** STATED EXERCISE **
Print the listing as it stands, omitting all images.
** begin PROVIDED RECORDS **
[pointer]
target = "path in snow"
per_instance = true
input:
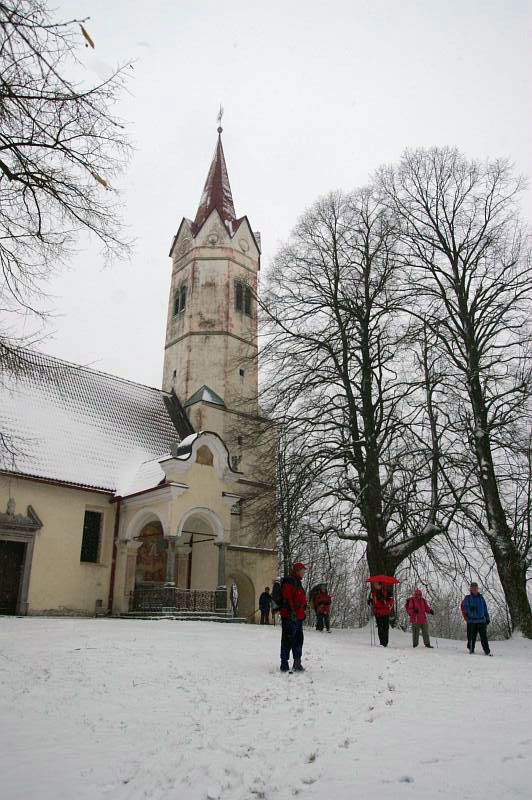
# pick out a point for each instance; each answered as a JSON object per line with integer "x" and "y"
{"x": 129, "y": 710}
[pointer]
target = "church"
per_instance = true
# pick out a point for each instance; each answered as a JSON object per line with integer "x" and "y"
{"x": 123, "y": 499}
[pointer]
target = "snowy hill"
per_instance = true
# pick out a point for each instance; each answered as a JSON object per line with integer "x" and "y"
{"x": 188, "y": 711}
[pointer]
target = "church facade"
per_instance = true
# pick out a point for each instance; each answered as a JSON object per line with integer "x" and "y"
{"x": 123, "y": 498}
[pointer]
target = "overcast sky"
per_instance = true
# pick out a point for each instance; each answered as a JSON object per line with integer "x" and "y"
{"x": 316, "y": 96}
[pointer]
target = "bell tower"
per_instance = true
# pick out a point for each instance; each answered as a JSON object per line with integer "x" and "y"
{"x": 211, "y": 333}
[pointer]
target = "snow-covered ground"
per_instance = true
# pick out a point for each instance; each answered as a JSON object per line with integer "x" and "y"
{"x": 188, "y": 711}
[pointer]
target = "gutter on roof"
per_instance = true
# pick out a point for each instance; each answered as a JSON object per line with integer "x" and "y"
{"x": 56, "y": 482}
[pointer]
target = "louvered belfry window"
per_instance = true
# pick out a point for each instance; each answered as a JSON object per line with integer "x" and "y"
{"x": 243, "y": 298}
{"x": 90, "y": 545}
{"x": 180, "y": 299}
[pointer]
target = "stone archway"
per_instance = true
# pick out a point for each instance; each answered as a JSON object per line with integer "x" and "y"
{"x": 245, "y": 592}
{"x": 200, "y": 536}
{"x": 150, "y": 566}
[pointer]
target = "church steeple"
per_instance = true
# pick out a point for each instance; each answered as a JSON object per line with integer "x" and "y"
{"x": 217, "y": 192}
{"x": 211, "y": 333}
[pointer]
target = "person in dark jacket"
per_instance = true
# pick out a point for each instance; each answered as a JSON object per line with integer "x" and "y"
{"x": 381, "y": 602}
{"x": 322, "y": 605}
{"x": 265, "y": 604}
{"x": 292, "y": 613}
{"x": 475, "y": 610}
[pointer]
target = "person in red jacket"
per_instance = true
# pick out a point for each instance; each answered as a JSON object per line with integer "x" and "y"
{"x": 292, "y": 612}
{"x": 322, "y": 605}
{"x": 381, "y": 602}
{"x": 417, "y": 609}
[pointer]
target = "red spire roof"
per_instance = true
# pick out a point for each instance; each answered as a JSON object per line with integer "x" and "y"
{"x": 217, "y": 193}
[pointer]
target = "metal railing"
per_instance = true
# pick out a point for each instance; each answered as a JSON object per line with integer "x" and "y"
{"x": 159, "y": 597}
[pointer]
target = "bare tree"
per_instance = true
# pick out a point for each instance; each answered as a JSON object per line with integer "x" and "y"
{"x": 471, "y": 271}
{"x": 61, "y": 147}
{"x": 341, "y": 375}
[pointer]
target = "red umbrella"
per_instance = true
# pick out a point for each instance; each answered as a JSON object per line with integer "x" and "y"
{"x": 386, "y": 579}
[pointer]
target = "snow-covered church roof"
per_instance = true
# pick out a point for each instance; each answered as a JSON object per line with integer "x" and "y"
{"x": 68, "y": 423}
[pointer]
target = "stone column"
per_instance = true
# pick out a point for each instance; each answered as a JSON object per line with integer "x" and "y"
** end PROVIDED RECORDS **
** RESPONSE TO THIS EXERCISE **
[pointer]
target = "path in snow"
per_instance = true
input:
# pick out a point for each instance; each answered as a JSON object per line with integer "x" and "y"
{"x": 129, "y": 710}
[pointer]
target = "church"
per_instance = true
# pick out a point for each instance; each answered as a JSON object per line with integer "x" and "y"
{"x": 123, "y": 499}
[pointer]
target = "snowy hill"
per_instance = true
# pick out a point for each instance; each answered as a JSON object per line with integer "x" and "y"
{"x": 188, "y": 711}
[pointer]
target = "church facade"
per_instance = true
# pick out a point for each instance; each answered as a JSON object per line with integer "x" and "y"
{"x": 123, "y": 498}
[pointer]
target = "overcast sky"
per_instance = true
# pick out a point for each instance; each answered as a JSON object per line with integer "x" and "y"
{"x": 316, "y": 96}
[pointer]
target = "bell tower"
per_instance = true
# pick out a point for each instance; each answered as a JSON object per line with integer "x" and "y"
{"x": 211, "y": 333}
[pointer]
target = "snow-covered ground"
per_instance = true
# pick out a point for each instance; each answered as a JSON object per line with integer "x" and "y"
{"x": 188, "y": 711}
[pointer]
target = "gutter on roof"
per_instance = true
# pick out a point for each instance; each answered as a JSON object per line with integer "x" and "y"
{"x": 56, "y": 482}
[pointer]
target = "louvered belfry window"
per_instance = true
# pick out a point for each instance; each answered as a JSON object per line with integer "x" and "y"
{"x": 243, "y": 298}
{"x": 90, "y": 545}
{"x": 180, "y": 299}
[pointer]
target = "stone archway"
per_instance = true
# pick out a point for each instance; each answered as a JSON object per line with integer "x" and "y"
{"x": 245, "y": 592}
{"x": 200, "y": 536}
{"x": 150, "y": 566}
[pointer]
target = "church steeple"
per_instance = true
# pick out a point for each instance; each answered as a JSON object per line with integer "x" and "y"
{"x": 217, "y": 192}
{"x": 211, "y": 333}
[pointer]
target = "person in dark jacket"
per_instance = true
# pick out a point for each instance; each answered as a JSON object per line with integer "x" and "y"
{"x": 381, "y": 602}
{"x": 322, "y": 605}
{"x": 265, "y": 604}
{"x": 292, "y": 613}
{"x": 475, "y": 610}
[pointer]
target = "person in red jacket"
per_instance = true
# pick out a point for each instance; each answered as a JSON object per line with integer "x" and "y"
{"x": 292, "y": 612}
{"x": 322, "y": 605}
{"x": 381, "y": 602}
{"x": 417, "y": 609}
[pointer]
target = "red spire roof"
per_instance = true
# pick out a point for each instance; each answered as a JSON object per line with integer "x" and "y"
{"x": 217, "y": 193}
[pointer]
target = "metal railing"
per_instance = true
# pick out a point for each instance; each answered as a JSON object per line with integer "x" and "y"
{"x": 159, "y": 597}
[pointer]
target = "bare tree"
per_instance = true
# pick out a point for each instance; each answered as a JSON object per line with integer "x" and "y"
{"x": 471, "y": 271}
{"x": 61, "y": 147}
{"x": 341, "y": 375}
[pointer]
target = "red umbrella"
per_instance = true
# pick out a point for each instance; each answered as a JSON object per line with integer "x" and "y"
{"x": 386, "y": 579}
[pointer]
target = "snow-covered church roof"
per_instance = true
# pick out a point for each instance; each answered as a JSON object per line with integer "x" and "y"
{"x": 68, "y": 423}
[pointer]
target = "stone column"
per_instance = true
# pick out a point for each instance; each answered as a JSON object per line with integer "x" and "y"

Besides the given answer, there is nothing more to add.